→ WHAT YOU ARE ASKED TO DO
Count the lines below that contain the string "blurred", treating uppercase and lowercase as different, and reply with only that number.

→ INFORMATION SUPPLIED
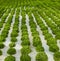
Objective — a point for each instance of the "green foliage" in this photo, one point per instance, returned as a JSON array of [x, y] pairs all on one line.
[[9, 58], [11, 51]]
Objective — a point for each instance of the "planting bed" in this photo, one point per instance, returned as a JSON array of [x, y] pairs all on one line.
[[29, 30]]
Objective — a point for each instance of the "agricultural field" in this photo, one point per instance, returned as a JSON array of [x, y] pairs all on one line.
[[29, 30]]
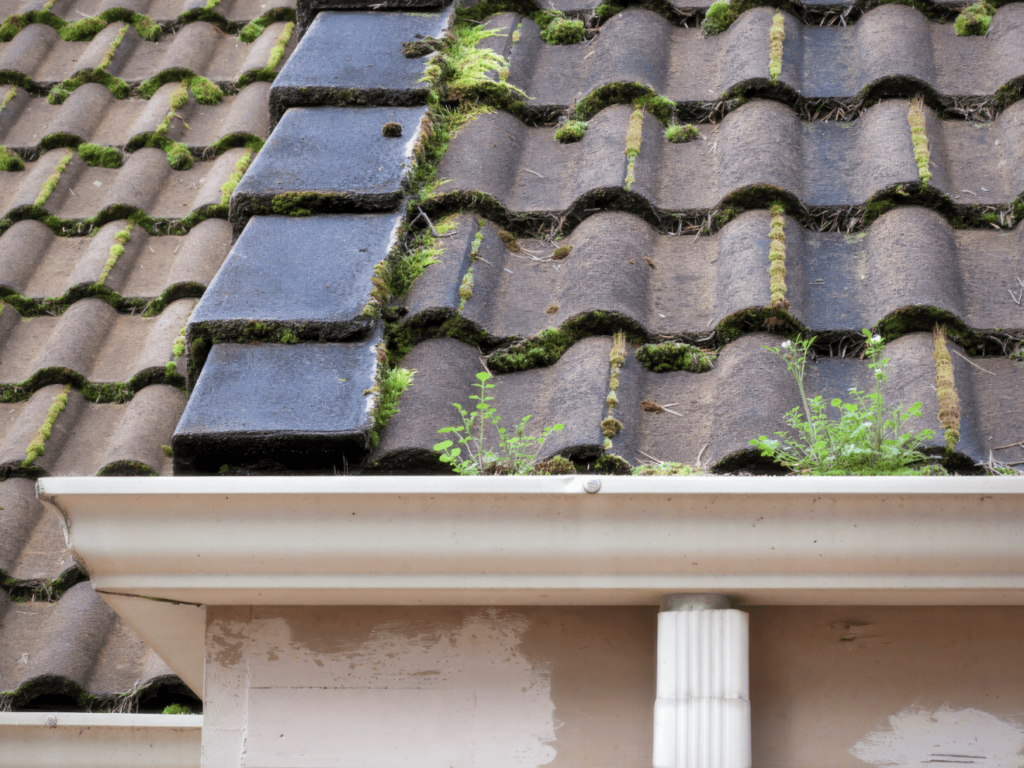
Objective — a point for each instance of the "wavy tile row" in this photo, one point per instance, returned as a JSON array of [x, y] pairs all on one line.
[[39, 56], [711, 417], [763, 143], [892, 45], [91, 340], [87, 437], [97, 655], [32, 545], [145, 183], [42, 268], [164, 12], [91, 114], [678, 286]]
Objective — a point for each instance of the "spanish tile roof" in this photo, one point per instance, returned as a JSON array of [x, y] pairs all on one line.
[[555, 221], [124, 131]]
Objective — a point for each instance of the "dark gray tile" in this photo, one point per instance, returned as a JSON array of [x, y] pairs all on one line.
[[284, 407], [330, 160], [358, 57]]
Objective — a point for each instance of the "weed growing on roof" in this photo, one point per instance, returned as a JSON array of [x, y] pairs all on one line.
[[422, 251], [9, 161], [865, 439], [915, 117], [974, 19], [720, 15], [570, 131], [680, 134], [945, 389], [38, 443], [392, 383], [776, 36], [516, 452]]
* * *
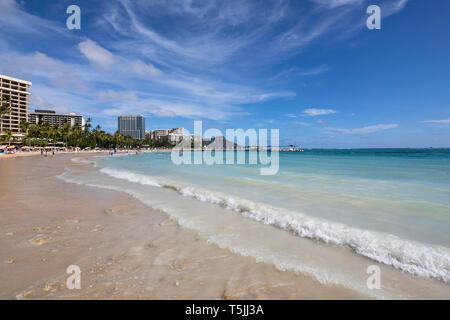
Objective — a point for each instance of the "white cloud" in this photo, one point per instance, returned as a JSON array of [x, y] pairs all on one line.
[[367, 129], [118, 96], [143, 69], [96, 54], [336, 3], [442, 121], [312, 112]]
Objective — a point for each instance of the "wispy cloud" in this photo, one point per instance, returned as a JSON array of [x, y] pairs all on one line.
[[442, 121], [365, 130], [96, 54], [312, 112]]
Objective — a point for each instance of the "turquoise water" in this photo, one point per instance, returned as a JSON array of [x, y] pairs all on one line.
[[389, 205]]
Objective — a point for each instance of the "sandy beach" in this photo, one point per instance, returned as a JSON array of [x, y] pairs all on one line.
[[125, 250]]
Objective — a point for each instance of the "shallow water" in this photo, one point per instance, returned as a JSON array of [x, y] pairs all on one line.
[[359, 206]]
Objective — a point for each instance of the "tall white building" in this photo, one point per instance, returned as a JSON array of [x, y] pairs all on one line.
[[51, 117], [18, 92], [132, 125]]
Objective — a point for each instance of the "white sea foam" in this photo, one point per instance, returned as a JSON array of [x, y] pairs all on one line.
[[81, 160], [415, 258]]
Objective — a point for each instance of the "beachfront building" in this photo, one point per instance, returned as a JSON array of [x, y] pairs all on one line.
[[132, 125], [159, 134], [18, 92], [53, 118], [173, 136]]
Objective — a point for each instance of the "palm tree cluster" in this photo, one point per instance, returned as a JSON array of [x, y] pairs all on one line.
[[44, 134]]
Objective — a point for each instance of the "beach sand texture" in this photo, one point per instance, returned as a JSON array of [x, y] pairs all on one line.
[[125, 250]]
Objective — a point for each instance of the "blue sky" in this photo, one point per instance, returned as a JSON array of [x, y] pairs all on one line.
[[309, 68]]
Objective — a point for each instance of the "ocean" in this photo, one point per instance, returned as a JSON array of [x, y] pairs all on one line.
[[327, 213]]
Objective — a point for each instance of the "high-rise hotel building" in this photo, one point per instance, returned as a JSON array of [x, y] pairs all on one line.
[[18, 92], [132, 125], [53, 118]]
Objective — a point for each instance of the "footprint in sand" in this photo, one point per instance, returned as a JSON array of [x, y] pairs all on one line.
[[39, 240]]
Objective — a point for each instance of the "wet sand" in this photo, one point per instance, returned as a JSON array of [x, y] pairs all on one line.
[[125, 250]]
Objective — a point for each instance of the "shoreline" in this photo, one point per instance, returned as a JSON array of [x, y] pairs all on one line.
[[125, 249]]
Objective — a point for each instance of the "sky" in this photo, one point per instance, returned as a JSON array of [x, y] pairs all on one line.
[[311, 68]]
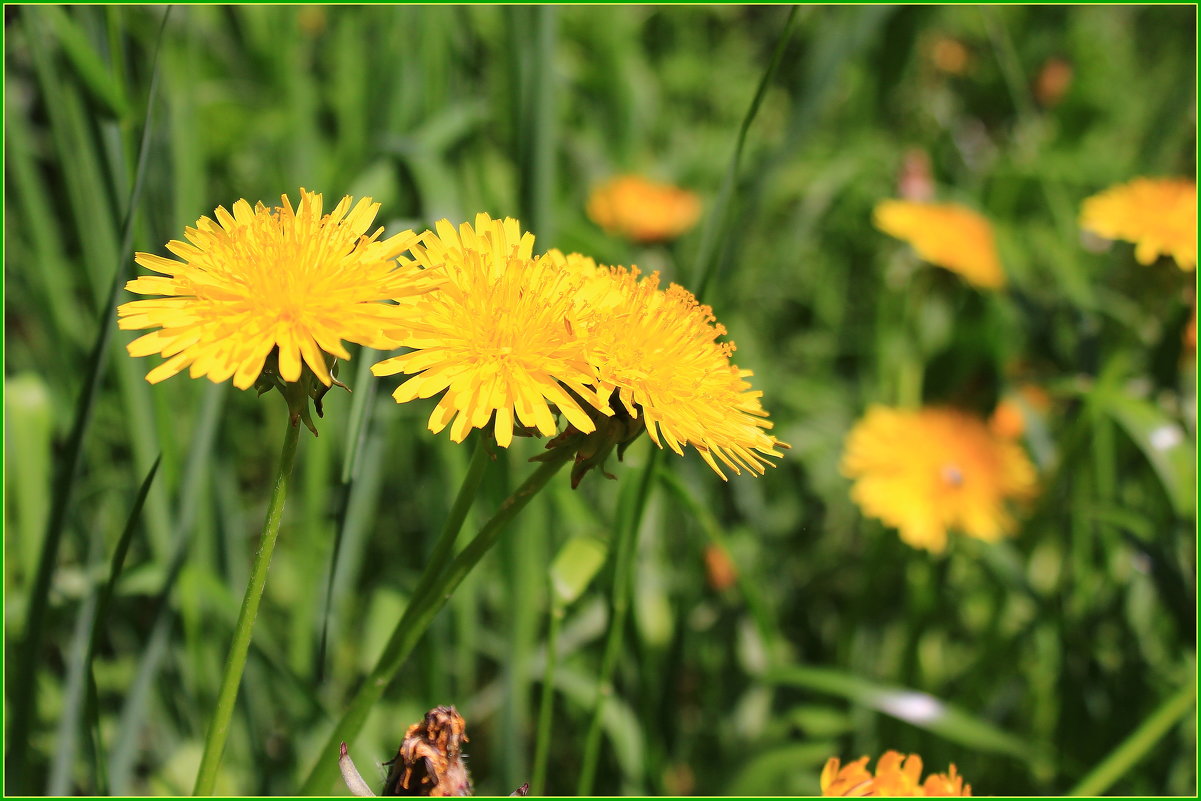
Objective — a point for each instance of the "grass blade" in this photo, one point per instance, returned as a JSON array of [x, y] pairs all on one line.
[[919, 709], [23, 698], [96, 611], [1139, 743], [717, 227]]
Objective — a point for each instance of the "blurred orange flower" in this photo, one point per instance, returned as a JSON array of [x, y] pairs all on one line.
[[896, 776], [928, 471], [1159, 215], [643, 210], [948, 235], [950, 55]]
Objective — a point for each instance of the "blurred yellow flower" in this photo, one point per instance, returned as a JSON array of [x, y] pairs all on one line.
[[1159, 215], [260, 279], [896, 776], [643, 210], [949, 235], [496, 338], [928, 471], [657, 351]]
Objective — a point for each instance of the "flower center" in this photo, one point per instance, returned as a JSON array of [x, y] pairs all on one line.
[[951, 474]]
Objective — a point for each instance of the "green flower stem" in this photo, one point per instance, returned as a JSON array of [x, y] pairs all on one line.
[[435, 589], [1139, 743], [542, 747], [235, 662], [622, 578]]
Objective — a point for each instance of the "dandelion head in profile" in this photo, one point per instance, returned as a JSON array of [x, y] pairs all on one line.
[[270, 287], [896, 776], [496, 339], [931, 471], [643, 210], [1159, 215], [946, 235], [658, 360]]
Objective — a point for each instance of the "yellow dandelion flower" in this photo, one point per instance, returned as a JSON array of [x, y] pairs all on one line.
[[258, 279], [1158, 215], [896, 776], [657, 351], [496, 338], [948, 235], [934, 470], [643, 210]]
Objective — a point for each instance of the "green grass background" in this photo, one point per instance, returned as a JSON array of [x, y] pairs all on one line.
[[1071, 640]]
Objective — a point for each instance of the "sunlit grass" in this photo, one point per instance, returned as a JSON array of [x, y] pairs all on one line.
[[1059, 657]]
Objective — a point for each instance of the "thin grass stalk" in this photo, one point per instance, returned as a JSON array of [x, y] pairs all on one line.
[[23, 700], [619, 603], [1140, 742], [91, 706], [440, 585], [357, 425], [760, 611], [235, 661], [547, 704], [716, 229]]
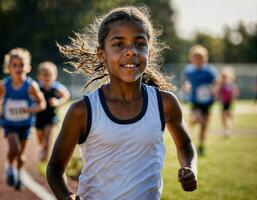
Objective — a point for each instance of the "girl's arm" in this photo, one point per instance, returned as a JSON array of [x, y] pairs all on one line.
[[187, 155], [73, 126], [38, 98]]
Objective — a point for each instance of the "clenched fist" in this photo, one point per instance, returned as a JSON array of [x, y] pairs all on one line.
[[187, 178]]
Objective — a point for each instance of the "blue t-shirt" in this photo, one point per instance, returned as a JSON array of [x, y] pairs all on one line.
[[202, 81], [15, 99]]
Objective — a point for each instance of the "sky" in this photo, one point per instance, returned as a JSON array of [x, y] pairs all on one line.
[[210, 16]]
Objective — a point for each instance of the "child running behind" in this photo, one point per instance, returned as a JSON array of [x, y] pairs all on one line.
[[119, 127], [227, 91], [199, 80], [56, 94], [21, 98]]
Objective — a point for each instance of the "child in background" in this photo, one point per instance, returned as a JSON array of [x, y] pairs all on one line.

→ RESPONSE TO THIS EXERCISE
2